— Start of TEXT EXTRACT —

‘Thought It Was a Trick’: Atlanta Black Man Wrongfully Jailed for Murder After Detective Hides Crucial Evidence — Now He’s Free, But Corrupt Cop Faces Zero Punishment
Keith Sylvester, a Black man from Atlanta, spent more than a year in jail for the murder of his mother and stepfather – despite video and cellphone evidence proving his innocence that was deliberately withheld by the detective investigating the murders.
Now, Sylvester is poised to receive a $1.5 million settlement following a decision by an appellate court to reverse the conviction, according to WSB-TV.
However, it does not appear as if the cop investigating the case, Atlanta Police Detective James Barnett, was ever disciplined for withholding evidence that would have proved Sylvester never murdered his parents nor set fire to their house after strangling them.

— End of TEXT EXTRACT —

--- OBJECTIVE 1 ---
Copy the records word for word, from their first line through the line that contains "xmin=1089 ymin=573 xmax=1222 ymax=635".

— Start of INPUT MATERIAL —

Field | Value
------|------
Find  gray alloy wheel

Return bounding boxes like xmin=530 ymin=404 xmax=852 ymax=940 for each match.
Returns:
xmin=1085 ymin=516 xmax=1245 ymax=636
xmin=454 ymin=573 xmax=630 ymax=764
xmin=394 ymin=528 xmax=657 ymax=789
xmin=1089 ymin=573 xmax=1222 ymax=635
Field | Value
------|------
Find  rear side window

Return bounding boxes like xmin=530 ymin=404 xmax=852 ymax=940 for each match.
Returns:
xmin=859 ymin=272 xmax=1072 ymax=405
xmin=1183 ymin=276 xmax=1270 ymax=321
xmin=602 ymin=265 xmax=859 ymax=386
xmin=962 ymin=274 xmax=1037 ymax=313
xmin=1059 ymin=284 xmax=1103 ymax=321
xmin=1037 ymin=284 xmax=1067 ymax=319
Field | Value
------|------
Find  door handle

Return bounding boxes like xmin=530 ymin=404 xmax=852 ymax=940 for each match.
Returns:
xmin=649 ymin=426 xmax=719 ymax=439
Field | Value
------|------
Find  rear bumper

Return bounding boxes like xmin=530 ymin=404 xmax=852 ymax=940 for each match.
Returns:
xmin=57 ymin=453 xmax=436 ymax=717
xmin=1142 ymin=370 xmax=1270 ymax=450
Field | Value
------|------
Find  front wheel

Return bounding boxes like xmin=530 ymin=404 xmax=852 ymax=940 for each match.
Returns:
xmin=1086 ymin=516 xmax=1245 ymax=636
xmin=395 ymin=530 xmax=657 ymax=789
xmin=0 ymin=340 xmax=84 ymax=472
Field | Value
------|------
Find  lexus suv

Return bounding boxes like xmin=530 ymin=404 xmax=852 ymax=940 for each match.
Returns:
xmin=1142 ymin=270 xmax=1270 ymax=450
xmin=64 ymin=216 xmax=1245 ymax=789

— End of INPUT MATERIAL —

--- OBJECTIVE 2 ---
In the article about Keith Sylvester, what settlement amount is he poised to receive?

--- RIGHT ANSWER 1 ---
Field | Value
------|------
Find  gray alloy wheel

Return bounding boxes like xmin=530 ymin=404 xmax=852 ymax=940 for each match.
Returns:
xmin=1085 ymin=516 xmax=1245 ymax=636
xmin=454 ymin=573 xmax=630 ymax=764
xmin=394 ymin=528 xmax=657 ymax=789
xmin=1089 ymin=573 xmax=1222 ymax=635

--- RIGHT ANSWER 2 ---
$1.5 million